> **TASK OBJECTIVE**
Could you print every record below exactly as it appears?

+++ RECORDS SHOWN +++

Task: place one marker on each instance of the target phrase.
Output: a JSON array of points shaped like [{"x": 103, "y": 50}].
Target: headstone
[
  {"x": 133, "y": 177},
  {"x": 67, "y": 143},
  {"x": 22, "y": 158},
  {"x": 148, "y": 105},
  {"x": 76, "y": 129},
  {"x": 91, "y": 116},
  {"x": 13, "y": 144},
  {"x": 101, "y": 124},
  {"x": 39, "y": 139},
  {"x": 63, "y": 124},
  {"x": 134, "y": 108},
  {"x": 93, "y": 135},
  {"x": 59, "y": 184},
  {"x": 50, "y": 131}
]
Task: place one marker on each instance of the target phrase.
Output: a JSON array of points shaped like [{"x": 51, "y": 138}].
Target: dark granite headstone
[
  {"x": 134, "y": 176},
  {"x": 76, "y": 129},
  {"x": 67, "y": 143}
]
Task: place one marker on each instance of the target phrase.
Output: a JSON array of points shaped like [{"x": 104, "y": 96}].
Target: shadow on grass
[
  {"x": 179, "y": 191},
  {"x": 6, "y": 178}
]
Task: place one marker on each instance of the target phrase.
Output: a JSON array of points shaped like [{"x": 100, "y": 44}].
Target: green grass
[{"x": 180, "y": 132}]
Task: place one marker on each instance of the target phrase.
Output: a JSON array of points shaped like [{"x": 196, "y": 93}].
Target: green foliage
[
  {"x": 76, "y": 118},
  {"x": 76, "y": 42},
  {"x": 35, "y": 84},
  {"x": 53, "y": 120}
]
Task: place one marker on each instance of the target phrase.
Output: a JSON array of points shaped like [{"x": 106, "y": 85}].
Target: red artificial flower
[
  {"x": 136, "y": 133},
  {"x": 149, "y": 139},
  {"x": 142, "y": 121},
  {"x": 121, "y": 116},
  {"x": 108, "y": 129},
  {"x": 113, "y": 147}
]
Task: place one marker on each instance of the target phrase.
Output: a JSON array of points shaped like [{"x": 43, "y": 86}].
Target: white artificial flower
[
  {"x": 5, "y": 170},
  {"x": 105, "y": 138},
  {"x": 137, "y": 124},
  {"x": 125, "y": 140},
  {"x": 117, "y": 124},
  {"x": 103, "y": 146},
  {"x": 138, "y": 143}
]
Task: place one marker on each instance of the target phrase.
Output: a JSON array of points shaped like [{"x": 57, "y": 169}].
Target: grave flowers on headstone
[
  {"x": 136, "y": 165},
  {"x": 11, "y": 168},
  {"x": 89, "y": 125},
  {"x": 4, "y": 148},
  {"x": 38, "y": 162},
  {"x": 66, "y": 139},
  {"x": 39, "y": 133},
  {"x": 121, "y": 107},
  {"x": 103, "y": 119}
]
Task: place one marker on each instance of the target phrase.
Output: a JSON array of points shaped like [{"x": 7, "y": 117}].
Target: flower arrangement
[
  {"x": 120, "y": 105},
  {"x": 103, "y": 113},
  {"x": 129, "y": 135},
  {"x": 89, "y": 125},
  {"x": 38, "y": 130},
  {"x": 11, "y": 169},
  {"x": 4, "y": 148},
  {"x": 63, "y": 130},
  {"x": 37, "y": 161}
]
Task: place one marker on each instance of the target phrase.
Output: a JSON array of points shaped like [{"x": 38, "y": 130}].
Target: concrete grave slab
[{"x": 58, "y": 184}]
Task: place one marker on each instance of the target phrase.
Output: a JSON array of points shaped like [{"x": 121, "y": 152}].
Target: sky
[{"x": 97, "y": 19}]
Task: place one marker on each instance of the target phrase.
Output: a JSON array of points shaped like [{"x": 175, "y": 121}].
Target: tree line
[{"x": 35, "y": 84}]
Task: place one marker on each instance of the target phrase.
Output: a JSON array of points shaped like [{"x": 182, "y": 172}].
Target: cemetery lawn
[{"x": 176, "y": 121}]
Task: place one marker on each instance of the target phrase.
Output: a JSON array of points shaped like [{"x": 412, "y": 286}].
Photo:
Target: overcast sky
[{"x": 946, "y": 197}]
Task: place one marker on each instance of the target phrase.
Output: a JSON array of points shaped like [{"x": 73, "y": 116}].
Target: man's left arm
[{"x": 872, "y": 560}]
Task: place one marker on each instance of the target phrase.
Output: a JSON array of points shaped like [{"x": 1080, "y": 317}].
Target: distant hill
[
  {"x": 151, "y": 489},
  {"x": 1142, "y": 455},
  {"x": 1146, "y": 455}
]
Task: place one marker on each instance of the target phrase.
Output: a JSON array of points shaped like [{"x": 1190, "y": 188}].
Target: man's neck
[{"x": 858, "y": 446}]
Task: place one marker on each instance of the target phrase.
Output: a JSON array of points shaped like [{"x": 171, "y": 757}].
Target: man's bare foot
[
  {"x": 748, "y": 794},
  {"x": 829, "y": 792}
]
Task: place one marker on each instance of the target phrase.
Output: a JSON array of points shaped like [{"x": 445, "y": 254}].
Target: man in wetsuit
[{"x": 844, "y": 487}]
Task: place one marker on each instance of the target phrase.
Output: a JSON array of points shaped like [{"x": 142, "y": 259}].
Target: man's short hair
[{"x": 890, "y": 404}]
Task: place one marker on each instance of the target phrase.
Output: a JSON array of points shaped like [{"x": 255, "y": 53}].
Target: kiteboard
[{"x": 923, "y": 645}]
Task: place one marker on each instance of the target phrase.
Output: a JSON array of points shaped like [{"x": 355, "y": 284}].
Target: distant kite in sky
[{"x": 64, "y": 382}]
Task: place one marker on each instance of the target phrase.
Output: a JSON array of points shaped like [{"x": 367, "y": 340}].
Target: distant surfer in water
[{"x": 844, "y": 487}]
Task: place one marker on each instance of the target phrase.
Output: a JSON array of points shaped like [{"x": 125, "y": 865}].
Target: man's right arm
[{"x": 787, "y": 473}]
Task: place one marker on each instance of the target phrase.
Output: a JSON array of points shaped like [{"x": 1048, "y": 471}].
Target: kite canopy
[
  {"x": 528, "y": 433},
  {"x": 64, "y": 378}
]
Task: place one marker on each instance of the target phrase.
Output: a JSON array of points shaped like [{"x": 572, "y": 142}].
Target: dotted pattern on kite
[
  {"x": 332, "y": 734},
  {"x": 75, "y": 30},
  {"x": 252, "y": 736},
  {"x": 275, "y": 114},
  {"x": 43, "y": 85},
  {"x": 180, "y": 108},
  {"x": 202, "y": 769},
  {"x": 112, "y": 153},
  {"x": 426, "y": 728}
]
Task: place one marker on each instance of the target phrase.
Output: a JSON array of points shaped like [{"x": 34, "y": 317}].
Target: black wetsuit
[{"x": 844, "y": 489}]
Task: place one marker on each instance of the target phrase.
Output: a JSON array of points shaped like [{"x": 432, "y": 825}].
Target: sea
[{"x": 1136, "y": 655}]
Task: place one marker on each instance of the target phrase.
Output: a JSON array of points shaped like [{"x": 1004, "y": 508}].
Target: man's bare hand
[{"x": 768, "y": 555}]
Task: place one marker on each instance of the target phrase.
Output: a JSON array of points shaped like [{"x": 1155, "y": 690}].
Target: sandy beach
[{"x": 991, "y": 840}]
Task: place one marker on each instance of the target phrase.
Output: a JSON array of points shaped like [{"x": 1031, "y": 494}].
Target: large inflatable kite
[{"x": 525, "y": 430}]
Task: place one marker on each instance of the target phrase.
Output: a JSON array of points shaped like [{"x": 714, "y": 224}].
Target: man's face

+++

> **EXERCISE SOLUTION**
Task: place one marker on each instance of the target phrase.
Output: a JSON array of points shaped like [{"x": 103, "y": 50}].
Target: headstone
[
  {"x": 133, "y": 177},
  {"x": 67, "y": 143},
  {"x": 22, "y": 158},
  {"x": 148, "y": 105},
  {"x": 76, "y": 129},
  {"x": 91, "y": 116},
  {"x": 13, "y": 144},
  {"x": 101, "y": 124},
  {"x": 39, "y": 139},
  {"x": 63, "y": 124},
  {"x": 134, "y": 108},
  {"x": 93, "y": 135},
  {"x": 59, "y": 184},
  {"x": 50, "y": 131}
]
Task: place one marker on each instance of the target phrase.
Output: a JSON array of points shaped like [{"x": 51, "y": 138}].
Target: dark granite headstone
[
  {"x": 134, "y": 176},
  {"x": 76, "y": 129},
  {"x": 67, "y": 143}
]
Task: place one marker on each instance of the target phrase.
Output: a JSON array of points shaped like [{"x": 104, "y": 96}].
Target: shadow on grass
[
  {"x": 179, "y": 191},
  {"x": 6, "y": 178}
]
Task: place one marker on each instance of the target phrase.
Output: a JSON array of points shaped like [{"x": 100, "y": 44}].
Target: green grass
[{"x": 180, "y": 132}]
Task: place one marker on each instance of the target phrase.
Output: a JSON array of points shaped like [{"x": 196, "y": 93}].
Target: green foliage
[
  {"x": 76, "y": 118},
  {"x": 76, "y": 42},
  {"x": 35, "y": 84},
  {"x": 53, "y": 120}
]
Task: place one marker on each instance of the target phrase.
Output: a JSON array of points shaped like [{"x": 106, "y": 85}].
Target: red artificial flower
[
  {"x": 136, "y": 133},
  {"x": 149, "y": 139},
  {"x": 142, "y": 121},
  {"x": 121, "y": 116},
  {"x": 108, "y": 129},
  {"x": 113, "y": 147}
]
Task: place one marker on each instance of the target phrase.
Output: a JSON array of points shaped like [{"x": 43, "y": 86}].
Target: white artificial flower
[
  {"x": 5, "y": 170},
  {"x": 105, "y": 138},
  {"x": 137, "y": 124},
  {"x": 125, "y": 140},
  {"x": 117, "y": 124},
  {"x": 103, "y": 146},
  {"x": 138, "y": 143}
]
Task: place one marker on each instance of the target phrase.
Output: a JSON array of points shaped like [{"x": 57, "y": 169}].
Target: grave flowers on headstone
[
  {"x": 136, "y": 165},
  {"x": 11, "y": 168},
  {"x": 89, "y": 125},
  {"x": 4, "y": 148},
  {"x": 38, "y": 162},
  {"x": 66, "y": 139},
  {"x": 39, "y": 133},
  {"x": 121, "y": 107},
  {"x": 103, "y": 119}
]
Task: place one marker on each instance of the target phrase.
Output: a JSON array of points shaped like [{"x": 7, "y": 117}].
Target: flower arrangement
[
  {"x": 120, "y": 105},
  {"x": 103, "y": 113},
  {"x": 129, "y": 135},
  {"x": 89, "y": 125},
  {"x": 38, "y": 130},
  {"x": 11, "y": 169},
  {"x": 4, "y": 148},
  {"x": 63, "y": 130},
  {"x": 37, "y": 161}
]
Task: place one marker on each instance of the target phrase.
Output: a JSON array of points shaped like [{"x": 38, "y": 130}].
Target: concrete grave slab
[{"x": 58, "y": 184}]
Task: place one marker on each instance of the target phrase.
Output: a JSON array of points shaped like [{"x": 121, "y": 152}].
Target: sky
[{"x": 97, "y": 19}]
Task: place one marker on each instance of the target phrase.
Output: a JSON array of points shaped like [{"x": 175, "y": 121}].
Target: tree line
[{"x": 35, "y": 84}]
Task: place one marker on each instance of the target phrase.
Output: a JSON array of points shaped like [{"x": 182, "y": 172}].
Target: cemetery lawn
[{"x": 176, "y": 121}]
Task: place one marker on each instance of the target phrase.
Output: a JSON array of points shaped like [{"x": 412, "y": 286}].
Photo:
Target: overcast sky
[{"x": 946, "y": 197}]
Task: place one marker on each instance of the target phrase.
Output: a JSON array of points shaped like [{"x": 73, "y": 116}].
Target: man's left arm
[{"x": 872, "y": 560}]
Task: place one marker on each instance of the target phrase.
Output: a JSON array of points shaped like [{"x": 1080, "y": 317}].
Target: distant hill
[
  {"x": 151, "y": 489},
  {"x": 1142, "y": 455},
  {"x": 1146, "y": 455}
]
Task: place one marker on each instance of the target phrase.
Output: a JSON array of points shaped like [{"x": 1190, "y": 188}].
Target: man's neck
[{"x": 858, "y": 446}]
Task: place one marker on each instance of the target phrase.
Output: a JSON array of points shaped like [{"x": 171, "y": 757}].
Target: man's bare foot
[
  {"x": 748, "y": 794},
  {"x": 829, "y": 792}
]
Task: place one marker on each instance of the target phrase.
Output: a JSON array of points shaped like [{"x": 445, "y": 254}].
Target: man in wetsuit
[{"x": 844, "y": 487}]
Task: place one marker on each instance of the target phrase.
Output: a JSON array of points shaped like [{"x": 142, "y": 259}].
Target: man's short hair
[{"x": 890, "y": 404}]
Task: place one marker on each instance of the target phrase.
Output: a JSON array of points shaped like [{"x": 255, "y": 53}].
Target: kiteboard
[{"x": 923, "y": 645}]
Task: place one marker on each instance of the target phrase.
Output: a JSON array of points shaped like [{"x": 355, "y": 284}].
Target: distant kite in sky
[{"x": 64, "y": 382}]
Task: place one marker on each instance of the target phrase.
Output: a JSON array of points shaped like [{"x": 367, "y": 340}].
Target: distant surfer in water
[{"x": 844, "y": 487}]
Task: place one marker on each instance of the target phrase.
Output: a JSON array of points shaped like [{"x": 125, "y": 865}].
Target: man's right arm
[{"x": 787, "y": 473}]
Task: place one marker on each instance of the target phrase.
Output: a JSON array of points shaped like [{"x": 1048, "y": 471}].
Target: kite canopy
[
  {"x": 528, "y": 433},
  {"x": 64, "y": 378}
]
Task: place one marker on each instance of the target phrase.
Output: a JSON array of points shaped like [{"x": 572, "y": 142}].
Target: dotted pattern on kite
[
  {"x": 332, "y": 734},
  {"x": 75, "y": 30},
  {"x": 252, "y": 736},
  {"x": 275, "y": 114},
  {"x": 43, "y": 85},
  {"x": 180, "y": 108},
  {"x": 202, "y": 769},
  {"x": 112, "y": 153},
  {"x": 426, "y": 728}
]
Task: place one marker on each instance of the target phrase.
Output: a JSON array of points shaped like [{"x": 34, "y": 317}].
Target: black wetsuit
[{"x": 844, "y": 489}]
Task: place one marker on each instance of the target phrase.
Output: a JSON array of points shaped like [{"x": 432, "y": 825}].
Target: sea
[{"x": 1136, "y": 655}]
Task: place one marker on each instance of the target phrase.
Output: a JSON array of points shaped like [{"x": 1004, "y": 508}].
Target: man's bare hand
[{"x": 768, "y": 555}]
Task: place one marker on each instance of the target phrase.
Output: a JSON array of points shaped like [{"x": 1155, "y": 690}].
Target: sandy beach
[{"x": 991, "y": 840}]
Task: place one marker on each instance of the target phrase.
Output: a JSON array of points shaped like [{"x": 1031, "y": 494}].
Target: large inflatable kite
[{"x": 525, "y": 430}]
Task: place one marker on each instance of the target phrase.
Output: a JSON array of points shaped like [{"x": 714, "y": 224}].
Target: man's face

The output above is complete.